Your objective: Copy out the stretch from the start of the rows through the line containing "Target: row of window", keeping every character unchanged.

Rows:
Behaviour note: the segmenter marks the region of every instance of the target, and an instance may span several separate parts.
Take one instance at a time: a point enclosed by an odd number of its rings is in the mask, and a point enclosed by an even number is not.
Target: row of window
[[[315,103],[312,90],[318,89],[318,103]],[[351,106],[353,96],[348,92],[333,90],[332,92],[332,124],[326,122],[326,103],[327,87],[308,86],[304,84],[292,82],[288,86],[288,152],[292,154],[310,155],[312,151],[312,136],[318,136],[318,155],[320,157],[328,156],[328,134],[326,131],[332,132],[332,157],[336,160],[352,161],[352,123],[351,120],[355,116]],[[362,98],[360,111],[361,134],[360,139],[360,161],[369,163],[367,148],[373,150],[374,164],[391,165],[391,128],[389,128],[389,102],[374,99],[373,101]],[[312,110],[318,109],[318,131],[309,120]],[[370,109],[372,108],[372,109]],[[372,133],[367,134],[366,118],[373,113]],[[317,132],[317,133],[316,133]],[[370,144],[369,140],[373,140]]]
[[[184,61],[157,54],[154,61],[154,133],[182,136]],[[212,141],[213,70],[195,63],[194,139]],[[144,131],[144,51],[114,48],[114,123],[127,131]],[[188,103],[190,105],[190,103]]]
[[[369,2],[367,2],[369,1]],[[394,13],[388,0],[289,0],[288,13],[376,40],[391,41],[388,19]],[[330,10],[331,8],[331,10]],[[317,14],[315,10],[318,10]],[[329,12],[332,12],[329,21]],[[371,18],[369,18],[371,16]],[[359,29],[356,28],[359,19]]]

Problem solution:
Behaviour note: the segmenter marks the region of every instance of the target, and an instance may span several separate parts.
Take one instance at a time: a point enclosed by an odd number of its rings is in the mask, and a point enclosed by an even number is not.
Target: row of window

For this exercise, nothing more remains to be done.